** WHAT TO DO **
Without altering anything, repeat each of the records.

─── INPUT DATA ───

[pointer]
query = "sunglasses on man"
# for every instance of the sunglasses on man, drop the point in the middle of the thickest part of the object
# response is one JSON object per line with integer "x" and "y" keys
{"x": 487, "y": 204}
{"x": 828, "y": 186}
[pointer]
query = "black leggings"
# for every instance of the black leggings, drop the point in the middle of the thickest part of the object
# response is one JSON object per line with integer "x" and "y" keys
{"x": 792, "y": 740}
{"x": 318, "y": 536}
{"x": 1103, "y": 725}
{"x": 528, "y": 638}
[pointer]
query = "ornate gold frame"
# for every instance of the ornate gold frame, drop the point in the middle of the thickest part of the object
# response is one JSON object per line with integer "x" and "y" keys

───

** TASK SOLUTION **
[pointer]
query = "sunglasses on man"
# for every instance of the sunglasses on man, drop the point in the middle of the thickest part of the object
# response is one JSON object per line with integer "x" and "y" keys
{"x": 487, "y": 204}
{"x": 828, "y": 186}
[pointer]
query = "black leggings"
# for every instance of the black leggings, drop the point in the middle of the thickest part of the object
# response is one JSON object per line with integer "x" and "y" keys
{"x": 792, "y": 740}
{"x": 318, "y": 536}
{"x": 1103, "y": 725}
{"x": 528, "y": 638}
[pointer]
query = "ornate gold frame"
# for every instance of the ornate gold frame, drop the point in the middle of the thickest part of the object
# response is one JSON object per line with integer "x" and "y" keys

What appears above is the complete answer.